● **Objetivo 1**
Imprime tal cual el trozo del texto sobre el arte y la originalidad que empieza con "Inmediatamente que la" y sigue hasta "contra-poder, es desmantelado.".

A menos que “personalice”. Pero, el trabajo personal no abunda, no hay muchos dispuestos a pagar lo que soy (la expresión de mi ser.) Una forma de ganar dinero por ser lo que se es, es precisamente el arte. De ahí el alto valor de la originalidad y lo novedoso. El artista más cotizado es el más “personal”, el que tiene un estilo propio. De más está decir que esa es la forma de originalidad que le encanta al Poder. Es controlable, localizable, y también ha dispuesto de mecanismos que promueven “originalidades”, a través de la apuntalación, a través de sus aparatos de producción simbólica, de tendencias y gustos. Hasta que el artista que más se cotiza es aquel que mejor reproduce la tendencia del mercado. Los ejemplos abundan.

 Inmediatamente que la agudeza de la originalidad ha sido mellada a punta de (pro)mover el gusto colectivo con la estrategia de construir tendencias, la fuerza de la originalidad, su irrupción, su contra-poder, es desmantelado.

● **Objetivo 2**
Cambia "field" por "meadow" en los registros, desde la línea que contiene "Identify the position of each instance of the field" hasta el final, y escribe solo esas líneas sin tocar nada más.

● **Datos guardados**
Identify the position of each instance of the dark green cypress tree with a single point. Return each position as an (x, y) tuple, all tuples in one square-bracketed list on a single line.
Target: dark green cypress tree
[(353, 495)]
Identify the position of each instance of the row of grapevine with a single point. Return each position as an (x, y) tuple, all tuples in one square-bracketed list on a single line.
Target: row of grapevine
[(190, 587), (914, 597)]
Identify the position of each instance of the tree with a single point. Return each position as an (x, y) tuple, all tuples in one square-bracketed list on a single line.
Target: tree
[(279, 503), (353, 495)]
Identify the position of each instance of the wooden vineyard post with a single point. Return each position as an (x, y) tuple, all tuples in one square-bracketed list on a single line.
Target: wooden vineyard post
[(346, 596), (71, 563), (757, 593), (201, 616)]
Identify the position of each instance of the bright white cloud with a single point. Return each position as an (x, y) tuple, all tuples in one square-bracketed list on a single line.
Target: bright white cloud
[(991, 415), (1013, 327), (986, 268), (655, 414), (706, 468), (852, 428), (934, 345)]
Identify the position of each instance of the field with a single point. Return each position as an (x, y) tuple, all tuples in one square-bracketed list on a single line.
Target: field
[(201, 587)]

● **Respuesta correcta 1**
Inmediatamente que la agudeza de la originalidad ha sido mellada a punta de (pro)mover el gusto colectivo con la estrategia de construir tendencias, la fuerza de la originalidad, su irrupción, su contra-poder, es desmantelado.

● **Respuesta correcta 2**
Identify the position of each instance of the meadow with a single point. Return each position as an (x, y) tuple, all tuples in one square-bracketed list on a single line.
Target: meadow
[(201, 587)]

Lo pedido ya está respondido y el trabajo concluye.